> _EXTRAIT CHOISI_
■ ■ ■ ■ ■
Vaccin prometteur contre le sida : il est bien trop tôt pour se réjouir
Il y a quelques jours, relayant un article de La Provence, la presse s'enthousiasmait des résultats encourageants d'un vaccin contre le sida testé à Marseille par la start up française BioSantech. A tord, s'est insurgé mercredi 16 mars le Pr Jean-François Delfraissy, directeur de l'Agence nationale de recherches sur le SIDA et les hépatites virales (ANRS), selon qui il est encore beaucoup trop tôt pour se prononcer.
Coordonné par le chercheur au CNRS Erwan Loret, l'essai est mené depuis 2013 sur un vaccin curatif expérimental nommé Tat OYI qui cible la protéine Tat du Sida. Il a porté sur 48 personnes atteintes du sida depuis au moins dix ans et suivant une tritérapie. Pendant un an, ces dernières ont reçu trois injections du vaccin à des doses différentes. Douze mois après, chez neuf patients, la charge virale est devenue indétectable, assure BioSantech qui a présenté ces résultats préliminaires en début de semaine, en compagnie du Dr Erwan Loret.
■ ■ ■ ■ ■
> _DONNÉES FOURNIES_
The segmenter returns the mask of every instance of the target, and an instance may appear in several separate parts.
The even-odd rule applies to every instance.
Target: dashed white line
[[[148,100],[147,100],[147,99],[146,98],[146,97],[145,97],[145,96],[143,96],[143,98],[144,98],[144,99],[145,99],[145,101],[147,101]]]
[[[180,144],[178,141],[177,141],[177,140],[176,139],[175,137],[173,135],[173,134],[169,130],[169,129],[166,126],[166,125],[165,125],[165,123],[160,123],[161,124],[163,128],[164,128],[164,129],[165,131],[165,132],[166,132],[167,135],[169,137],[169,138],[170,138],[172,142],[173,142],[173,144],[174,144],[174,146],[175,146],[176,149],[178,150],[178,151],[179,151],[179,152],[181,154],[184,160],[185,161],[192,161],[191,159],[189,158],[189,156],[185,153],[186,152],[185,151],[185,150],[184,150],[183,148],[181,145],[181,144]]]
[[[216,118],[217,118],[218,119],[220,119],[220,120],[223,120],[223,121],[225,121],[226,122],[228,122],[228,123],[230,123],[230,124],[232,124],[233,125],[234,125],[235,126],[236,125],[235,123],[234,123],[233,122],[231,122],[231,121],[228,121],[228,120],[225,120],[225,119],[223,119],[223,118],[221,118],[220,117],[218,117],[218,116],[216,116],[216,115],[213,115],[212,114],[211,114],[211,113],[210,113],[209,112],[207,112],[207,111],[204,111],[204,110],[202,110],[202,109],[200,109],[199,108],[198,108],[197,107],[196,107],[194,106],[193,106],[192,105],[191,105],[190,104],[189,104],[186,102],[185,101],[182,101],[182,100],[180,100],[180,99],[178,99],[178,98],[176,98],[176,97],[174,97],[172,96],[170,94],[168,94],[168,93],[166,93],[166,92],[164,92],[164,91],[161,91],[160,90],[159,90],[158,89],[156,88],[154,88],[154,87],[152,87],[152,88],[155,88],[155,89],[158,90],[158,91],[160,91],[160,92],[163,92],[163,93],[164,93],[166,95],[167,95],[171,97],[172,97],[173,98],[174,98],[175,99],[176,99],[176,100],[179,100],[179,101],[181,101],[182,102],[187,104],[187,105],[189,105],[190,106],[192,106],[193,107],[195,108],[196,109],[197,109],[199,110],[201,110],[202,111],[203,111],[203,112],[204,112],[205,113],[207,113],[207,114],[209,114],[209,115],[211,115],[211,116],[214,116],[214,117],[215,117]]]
■ ■ ■ ■ ■
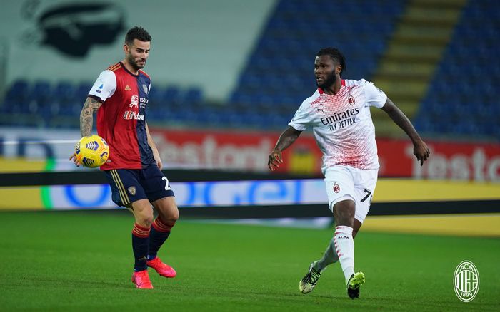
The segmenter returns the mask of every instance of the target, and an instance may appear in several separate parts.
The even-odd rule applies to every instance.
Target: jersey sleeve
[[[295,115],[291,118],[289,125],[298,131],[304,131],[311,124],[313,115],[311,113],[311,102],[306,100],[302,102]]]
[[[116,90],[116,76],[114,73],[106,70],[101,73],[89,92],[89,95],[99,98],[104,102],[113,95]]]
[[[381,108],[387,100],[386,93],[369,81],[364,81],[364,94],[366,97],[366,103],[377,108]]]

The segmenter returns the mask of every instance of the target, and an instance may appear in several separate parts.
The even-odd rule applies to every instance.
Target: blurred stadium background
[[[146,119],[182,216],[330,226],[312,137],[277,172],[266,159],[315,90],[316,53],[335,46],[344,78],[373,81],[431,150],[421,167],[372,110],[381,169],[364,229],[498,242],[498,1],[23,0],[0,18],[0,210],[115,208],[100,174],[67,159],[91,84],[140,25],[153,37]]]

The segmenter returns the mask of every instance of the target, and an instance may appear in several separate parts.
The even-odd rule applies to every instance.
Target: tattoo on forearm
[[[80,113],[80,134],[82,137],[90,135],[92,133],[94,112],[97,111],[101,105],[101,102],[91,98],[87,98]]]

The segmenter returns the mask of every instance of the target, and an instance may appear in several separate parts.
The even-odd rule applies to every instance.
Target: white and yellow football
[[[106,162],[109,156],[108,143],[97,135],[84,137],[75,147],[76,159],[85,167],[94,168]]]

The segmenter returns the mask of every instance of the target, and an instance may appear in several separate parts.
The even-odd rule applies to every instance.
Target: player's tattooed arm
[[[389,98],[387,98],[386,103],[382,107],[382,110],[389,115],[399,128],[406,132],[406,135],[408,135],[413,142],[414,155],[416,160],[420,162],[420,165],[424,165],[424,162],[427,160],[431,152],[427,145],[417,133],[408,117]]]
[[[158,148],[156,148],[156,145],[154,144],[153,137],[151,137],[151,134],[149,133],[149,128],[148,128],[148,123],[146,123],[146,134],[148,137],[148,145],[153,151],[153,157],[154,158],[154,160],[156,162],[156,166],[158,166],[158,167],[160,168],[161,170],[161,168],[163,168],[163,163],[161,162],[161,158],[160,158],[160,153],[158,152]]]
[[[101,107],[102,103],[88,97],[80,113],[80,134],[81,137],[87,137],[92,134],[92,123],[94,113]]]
■ ■ ■ ■ ■
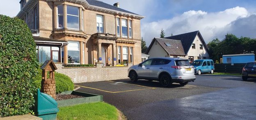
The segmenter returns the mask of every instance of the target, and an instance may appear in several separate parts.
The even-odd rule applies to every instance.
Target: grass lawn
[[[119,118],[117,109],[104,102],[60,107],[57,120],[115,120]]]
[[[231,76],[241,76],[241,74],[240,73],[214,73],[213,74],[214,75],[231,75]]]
■ ■ ■ ■ ■
> _ACTIONS À MENER_
1. Indiquez si chacune des affirmations suivantes concorde avec l'article sur le vaccin contre le sida, en répondant par oui ou par non et en citant les mots décisifs de l'article. (a) L'essai a porté sur 48 personnes. (b) Les participants ont reçu une seule injection du vaccin. (c) La charge virale est devenue indétectable chez la moitié des patients.
2. Prolongez l'article sur le vaccin contre le sida en reprenant juste après sa dernière phrase.

> _RÉPONSES PAR TÂCHE_
1.
(a) Oui : « Il a porté sur 48 personnes atteintes du sida depuis au moins dix ans »
(b) Non : « ces dernières ont reçu trois injections du vaccin à des doses différentes »
(c) Non : « chez neuf patients, la charge virale est devenue indétectable »

2.
"Cette construction sur Tat, c’est une histoire ancienne, mais BioSantech est extrêmement active au niveau de la communication... En effet, il n’existe aucune donnée en faveur de ce candidat vaccin", s'énerve le Pr Jean-François Delfraissy dans la revue Le Généraliste. "Quelle que soit la dose administrée, aucune différence significative entre les doses de vaccin n’apparaît, notamment en matière de résultats sur la charge plasmatique virale. De plus, il n’existe aucune donnée solide sur l’effet de ce vaccin sur les cellules infectées et le DNA proviral. Il est de notre responsabilité à nous chercheurs de ne pas provoquer de faux espoirs en matière de sida. Je suis donc furieux de la présentation qui a été faite de ce qui n’est qu’une hypothèse qui reste à démontrer", poursuit-il.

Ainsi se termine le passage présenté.